## start Data shown
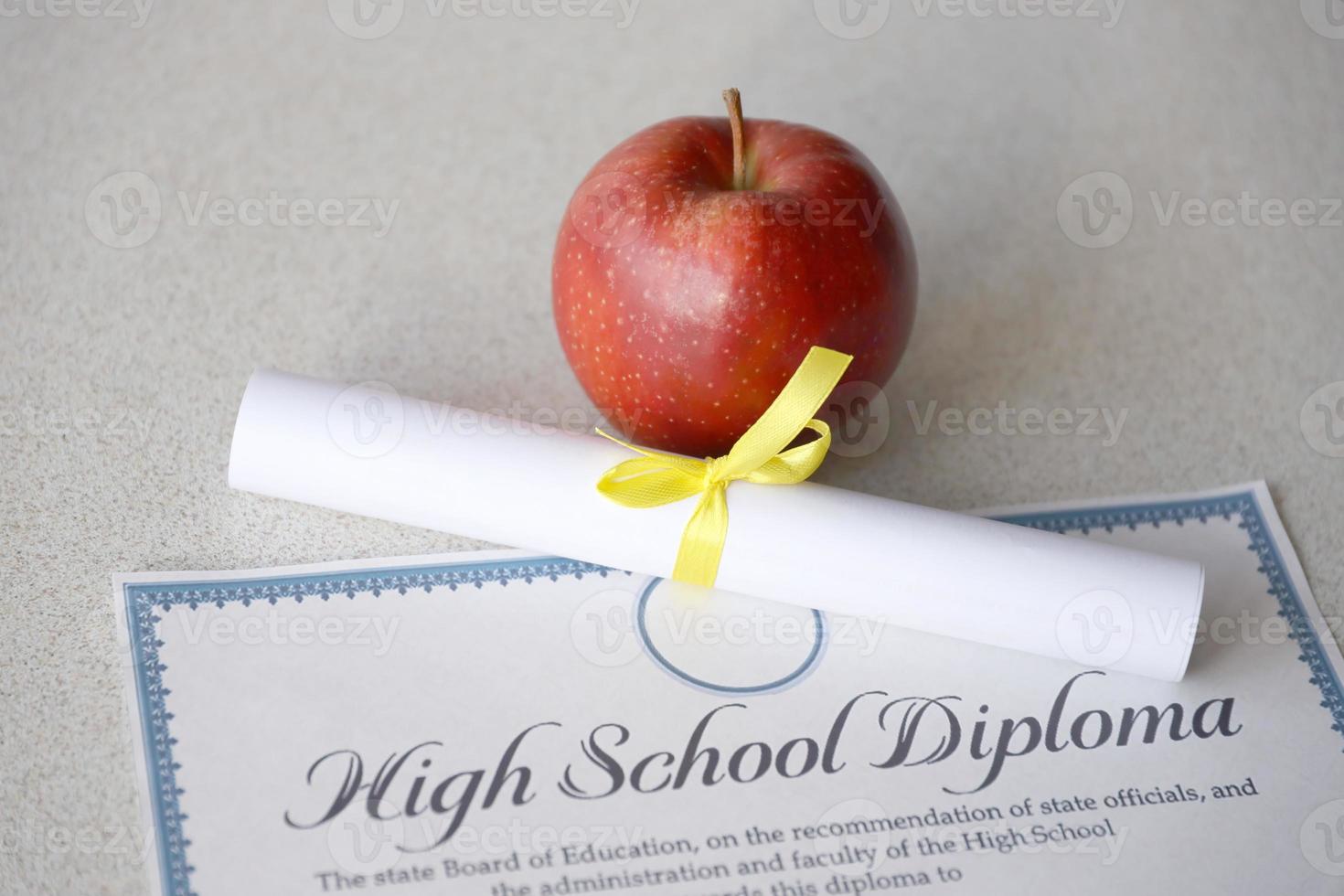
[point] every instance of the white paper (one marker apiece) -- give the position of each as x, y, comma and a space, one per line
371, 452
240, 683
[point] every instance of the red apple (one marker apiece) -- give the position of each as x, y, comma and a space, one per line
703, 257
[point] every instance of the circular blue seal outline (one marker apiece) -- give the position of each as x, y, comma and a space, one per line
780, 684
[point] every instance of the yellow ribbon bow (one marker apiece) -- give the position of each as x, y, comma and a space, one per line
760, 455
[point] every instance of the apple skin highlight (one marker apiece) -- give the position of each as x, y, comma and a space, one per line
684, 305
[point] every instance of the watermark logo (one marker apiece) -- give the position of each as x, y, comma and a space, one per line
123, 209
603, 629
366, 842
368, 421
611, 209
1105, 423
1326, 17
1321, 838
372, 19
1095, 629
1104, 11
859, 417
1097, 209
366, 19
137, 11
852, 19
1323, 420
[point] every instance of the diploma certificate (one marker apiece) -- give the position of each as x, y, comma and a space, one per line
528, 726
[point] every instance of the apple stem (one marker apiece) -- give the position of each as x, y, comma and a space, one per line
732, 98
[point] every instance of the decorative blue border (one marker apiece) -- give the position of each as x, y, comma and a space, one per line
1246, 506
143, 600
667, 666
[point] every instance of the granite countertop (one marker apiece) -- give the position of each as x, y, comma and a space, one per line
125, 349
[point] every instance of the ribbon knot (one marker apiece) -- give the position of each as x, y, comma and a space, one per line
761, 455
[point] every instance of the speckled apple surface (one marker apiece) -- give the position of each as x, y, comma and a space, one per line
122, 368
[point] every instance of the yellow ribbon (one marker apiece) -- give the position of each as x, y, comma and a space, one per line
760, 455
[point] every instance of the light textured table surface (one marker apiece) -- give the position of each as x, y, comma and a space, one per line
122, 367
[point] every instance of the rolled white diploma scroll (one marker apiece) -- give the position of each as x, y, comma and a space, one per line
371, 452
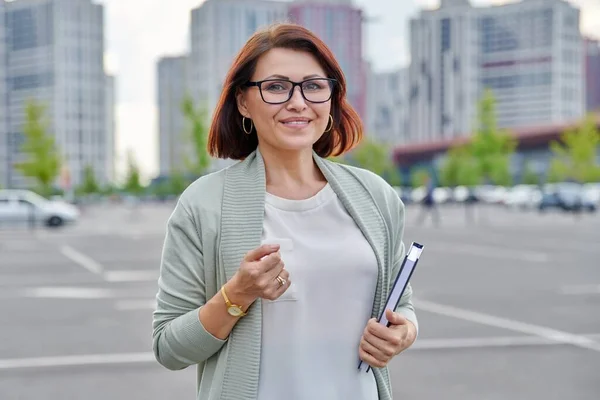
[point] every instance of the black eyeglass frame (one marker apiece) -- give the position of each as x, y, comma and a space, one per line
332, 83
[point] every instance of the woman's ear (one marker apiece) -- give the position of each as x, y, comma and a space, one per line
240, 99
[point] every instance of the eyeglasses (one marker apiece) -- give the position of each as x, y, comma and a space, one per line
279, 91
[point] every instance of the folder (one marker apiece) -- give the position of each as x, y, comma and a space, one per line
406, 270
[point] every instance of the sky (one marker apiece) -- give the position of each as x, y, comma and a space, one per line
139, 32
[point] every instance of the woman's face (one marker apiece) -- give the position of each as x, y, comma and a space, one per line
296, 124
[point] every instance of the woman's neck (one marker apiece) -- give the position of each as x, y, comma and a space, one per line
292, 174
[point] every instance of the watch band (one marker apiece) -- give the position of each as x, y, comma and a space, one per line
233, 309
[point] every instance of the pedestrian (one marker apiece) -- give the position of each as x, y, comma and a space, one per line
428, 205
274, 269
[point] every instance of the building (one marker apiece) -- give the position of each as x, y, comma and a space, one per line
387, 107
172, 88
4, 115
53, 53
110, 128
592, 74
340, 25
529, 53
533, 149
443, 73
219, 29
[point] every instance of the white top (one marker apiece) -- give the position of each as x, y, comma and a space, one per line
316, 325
## end Data shown
Required work -> Reproduce the stretch of the records from the line containing "[point] every instance of the white top" through the end of the records, both ends included.

Full output ->
[point] every instance of the white top (one marker apiece) -- give the position of each as x, y, comma and a space, one per line
316, 325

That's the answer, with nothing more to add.